| SELECTED EXTRACT |
>> Begin

Why on earth would you want something like that???? LOL

9 billion dogs on the planet, you expect me to own a shitter?????:-D


----------



## Mike Scheiber (Feb 17, 2008)

Bob Scott said:


> Good article
> http://www.finographics.com/schutzhund/tracking/tracking.html
> 
> Excellent tracking DVDs
> ...


Many judges at a club level trial will pass you if your dog finds all the articles and turns and finishes even if it is AKC ish looking.


----------



## James Downey (Oct 27, 2008)

Jeff Oehlsen said:


> Quote: If Jeff had Said dog above. He would shoot it, blame it on Schutzhund and use it as proof that Bio Sensor is horse shit.
> 
> I know where the fault lies with dogs I have trained, and it is me.
> 
> ...


 
Jeff, Your research? in the begining of this thread you posted Bio-Sensor covered things up or raised thresholds. That you could not see the real dog. Now you claim it does not work at all. So which one is it?

>> End

| DATA SECTION |
>> Begin

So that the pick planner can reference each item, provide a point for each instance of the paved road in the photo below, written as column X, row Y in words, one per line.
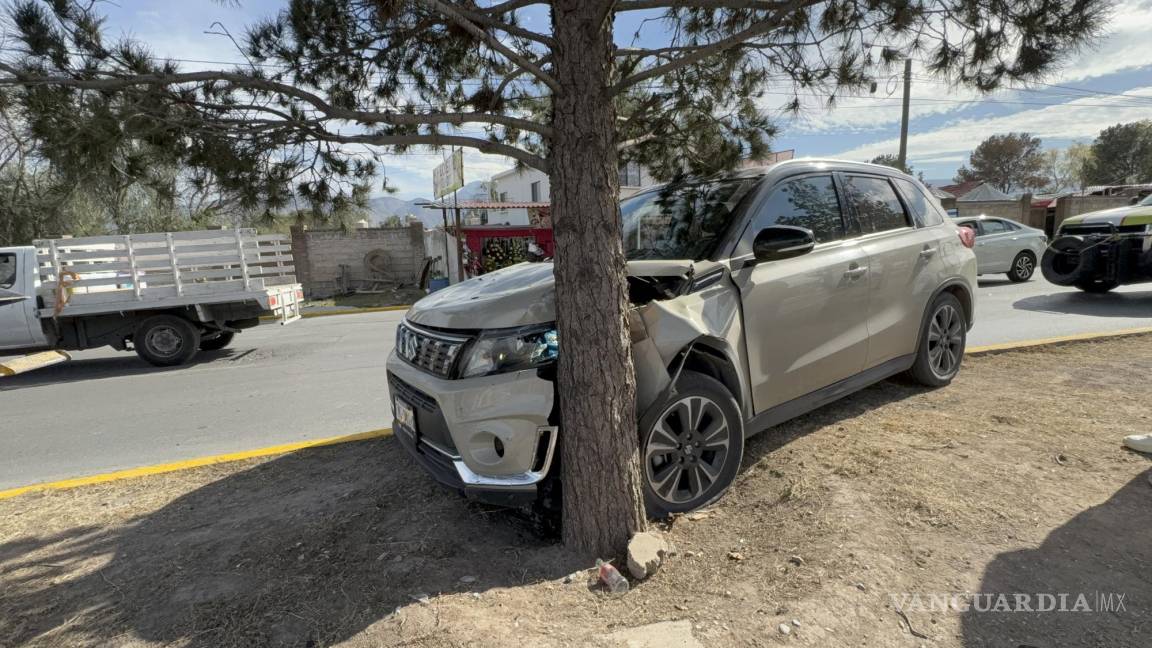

>> End

| TASKS TO PERFORM |
a. Check each statement against the forum excerpt above. Answer yes or no for each, and quote the words that decide it.
(i) Mike Scheiber says that many judges at a club level trial will pass a dog that finds all the articles and turns and finishes.
(ii) Bob Scott's quoted post calls some tracking DVDs excellent.
(iii) James Downey's post is dated Feb 17, 2008.
b. Translate this sentence from the forum excerpt into French: "I know where the fault lies with dogs I have trained, and it is me."
c. Reproduce, word for word, the part of the forum excerpt that opens with the words containing "## Mike Scheiber" and closes with "AKC ish looking.".

| ANSWERS TO THE EXERCISES |
a.
(i) Yes: "Many judges at a club level trial will pass you if your dog finds all the articles and turns and finishes"
(ii) Yes: "Excellent tracking DVDs"
(iii) No: "James Downey (Oct 27, 2008)"

b. Je sais où se situe la faute avec les chiens que j'ai dressés, et c'est moi.

c.
## Mike Scheiber (Feb 17, 2008)

Bob Scott said:


> Good article
> http://www.finographics.com/schutzhund/tracking/tracking.html
> 
> Excellent tracking DVDs
> ...


Many judges at a club level trial will pass you if your dog finds all the articles and turns and finishes even if it is AKC ish looking.